Text for analysis>
Mr Sothy is a very well known, loved and respected member of the Kampot community and is well known for his generosity, honesty, good sense and good organisational skills.
“I like working for KCDI as I used to work with both education and cultural arts as well as with orphans for many years.“
Master Ros Samoeun.
Loak Kru Master Ros Samoeun has been teaching at KCDI since 1997. He is also a teaching member of the Royal University of Fine Arts.
He survived a Khmer Rouge prison camp during the genocide and so we are extremely fortunate to have him with us.
Master Samoeun is the head teacher of the KCDI Arts Department. He teaches both resident and outreach children Mohori and Plein Ka music, which includes all the instruments in the Prokom (ensemble) and singing as well.
He also teaches KCDI students how to make traditional leather shadow puppets and perform them (Lakoun Sabaik Touch).
Since 2019, Master Samouen has also done extensive training on Child Protection and Children’s Rights with Friends International, M’lop Tapang and APLE. Master Samouen works in coordination with the director of KCDI Mr Nguon Sothy and other staff regarding the Childsafe Program in Kampot.

Data supplied>
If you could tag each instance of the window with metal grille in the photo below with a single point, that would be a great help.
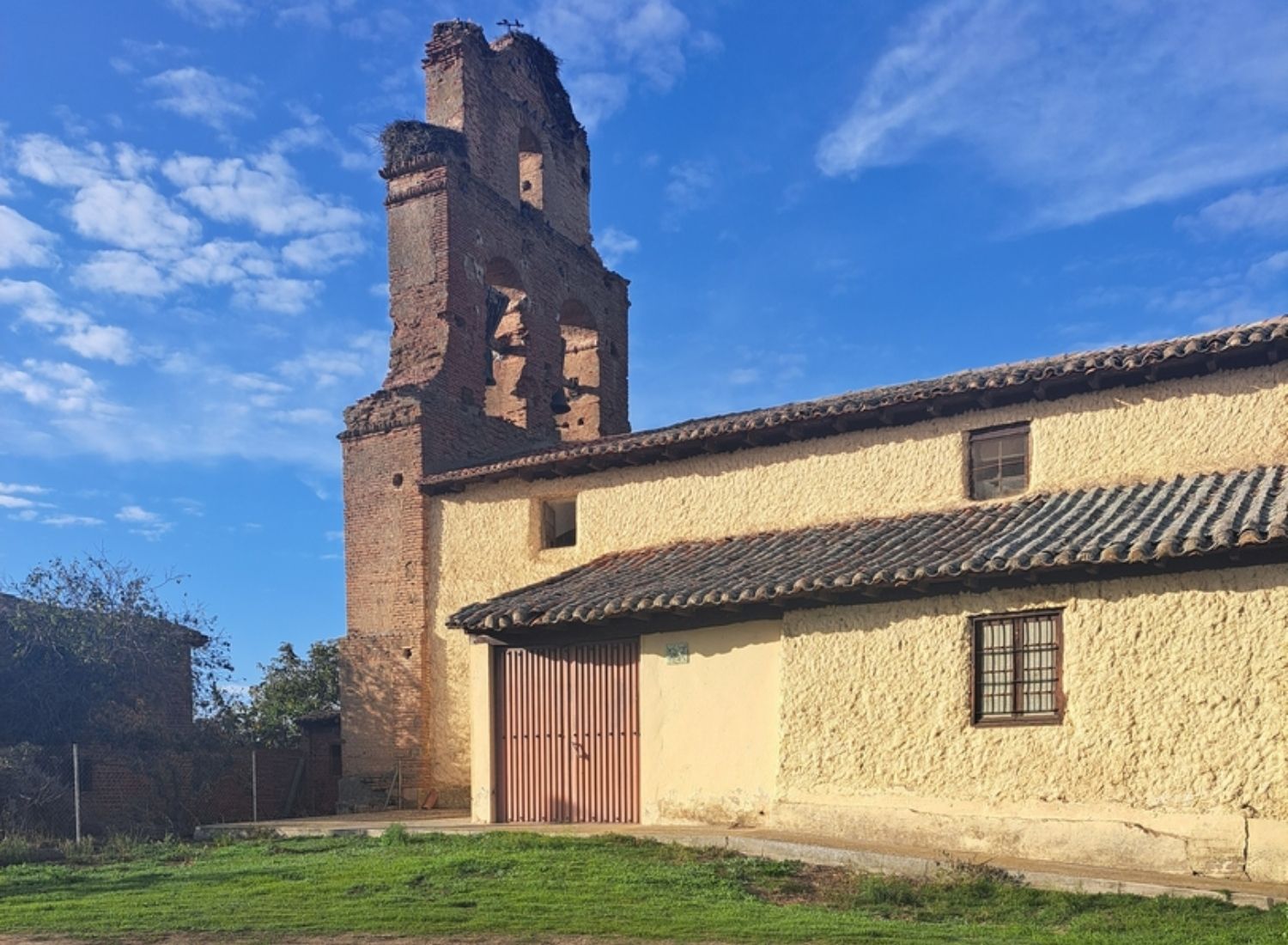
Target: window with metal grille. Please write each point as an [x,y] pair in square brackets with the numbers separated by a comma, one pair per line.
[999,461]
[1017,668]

...

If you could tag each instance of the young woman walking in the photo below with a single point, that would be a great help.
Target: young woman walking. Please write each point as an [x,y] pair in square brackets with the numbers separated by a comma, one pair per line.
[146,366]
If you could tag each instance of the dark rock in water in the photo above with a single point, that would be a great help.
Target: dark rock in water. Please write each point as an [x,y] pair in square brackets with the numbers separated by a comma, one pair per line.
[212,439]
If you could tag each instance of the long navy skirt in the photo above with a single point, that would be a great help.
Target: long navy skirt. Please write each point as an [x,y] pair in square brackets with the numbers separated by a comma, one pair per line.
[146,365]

Task requirements> In the KCDI staff text, since what year has Master Ros Samoeun been teaching at KCDI?

Result for this task> Since 1997.